#### Requirements
(a) Please translate this sentence from the aging and creep excerpt into Spanish: "A major portion of the Laves phase particles precipitated at the lath boundaries."
(b) Answer these questions using the aging and creep excerpt:
(i) What Cr content did all the V-rich M(C,N) examined contain?
(ii) Where did a major portion of the Laves phase particles precipitate?
(iii) Up to what rupture times did the size of the M23C6 carbides remain about 100 nm?

#### Excerpt provided

------------------------------------------------------------------------

Furthermore, 50 h of aging resulted in a + 150% increase in the size of V-rich M(C,N) carbonitrides and a +75% increase in the dimensions of the Nb-rich particles (Fig. 9b; Table 1). No remarkable effect of further long-term aging on the distribution of M(C,N) carbonitrides was found. It is worth noting that an insignificant increase in the volume fraction of V-rich M(C,N) carbonitrides occurred. All V-rich M(C,N) examined contained ≤20 at.% Cr, and therefore, no evidence for the formation of a Z-phase was observed [24].
Short-term creep microstructures
When subject to short-term creep conditions, the lath structure is nearly retained because the difference in the lath thickness and the dislocation density between the grip and gage lengths was less than 42% (Table 1). A minor part of laths transformed to subgrains in a manner similar to long-term aging of ≥3.5 × 103 h. An insignificant increase in the lath thickness occurred (Fig. 9a; Table 1).
A major portion of the W and Mo that was depleted from solid solution was consumed for the formation of new Laves phase particles. A major portion of the Laves phase particles precipitated at the lath boundaries. The precipitation of this phase at the boundaries of the PAGs/packets/blocks also took place (Fig. 10a, b). As a result, a strong increase in the density of fine particles along lath boundaries led to the appearance of almost continuous chains of Laves phase particles at some of these boundaries. No strain-induced coarsening was detected (Figs. 9c, 10a–d). The dimensions of the Laves phase particles were nearly the same after long-term aging and short-term creep (Table 1).
Insignificant additional precipitation of the M23C6 carbides could be observed. In general, the dimensions of the M23C6 carbides remained nearly unchanged for short-term conditions (Figs. 9c, 10a–d; Table 1). At an applied stress of 140 MPa, weak evidence for strain-induced coarsening of M23C6 carbides appeared (Table 1). The size of these carbides remained ~100 nm up to rupture times of ~5000 h. The Thermo-Calc calculation predicted the existence of a unified (V,Nb)N nitride with a very low C content [45], whereas thermodynamically unstable separation of M(C,N) carbonitrides to Nb-rich and V-rich particles remained during creep condition. The dispersion of M(C,N) carbonitrides changed insignificantly (Fig. 9c).

------------------------------------------------------------------------

#### Dataset excerpt

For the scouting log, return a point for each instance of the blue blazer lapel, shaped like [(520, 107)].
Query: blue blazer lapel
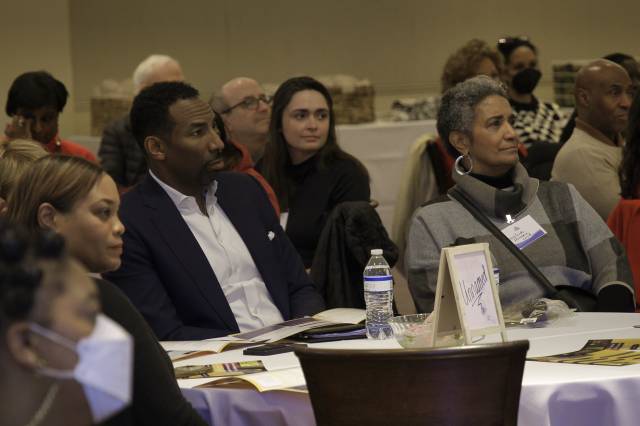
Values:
[(181, 242), (242, 214)]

------------------------------------------------------------------------

#### Responses for each task
(a) Una parte importante de las partículas de fase de Laves precipitó en los límites de los listones.

(b)
(i) ≤20 at.% Cr
(ii) At the lath boundaries
(iii) About 5000 h